- **Exercise goal**
State how many lines of the entries below contain the string "brown". Give only the number.

[Start of Recorded information]

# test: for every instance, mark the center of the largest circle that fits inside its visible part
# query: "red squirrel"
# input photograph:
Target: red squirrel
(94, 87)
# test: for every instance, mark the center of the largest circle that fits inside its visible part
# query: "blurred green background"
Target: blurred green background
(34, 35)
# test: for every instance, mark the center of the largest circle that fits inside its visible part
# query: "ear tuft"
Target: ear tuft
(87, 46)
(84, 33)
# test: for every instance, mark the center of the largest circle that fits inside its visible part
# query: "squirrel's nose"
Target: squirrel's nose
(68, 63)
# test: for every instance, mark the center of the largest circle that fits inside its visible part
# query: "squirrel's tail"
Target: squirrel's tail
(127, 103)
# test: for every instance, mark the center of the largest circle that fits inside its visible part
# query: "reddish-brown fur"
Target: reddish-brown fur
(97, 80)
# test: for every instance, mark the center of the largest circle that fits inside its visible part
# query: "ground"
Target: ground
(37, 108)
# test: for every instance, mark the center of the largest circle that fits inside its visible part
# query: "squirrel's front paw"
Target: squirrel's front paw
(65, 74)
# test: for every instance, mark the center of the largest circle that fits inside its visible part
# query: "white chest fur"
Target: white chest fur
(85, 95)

[End of Recorded information]
[Start of Recorded information]

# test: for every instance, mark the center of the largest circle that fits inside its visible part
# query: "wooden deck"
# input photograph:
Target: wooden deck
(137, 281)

[End of Recorded information]

- **Result of the exercise**
2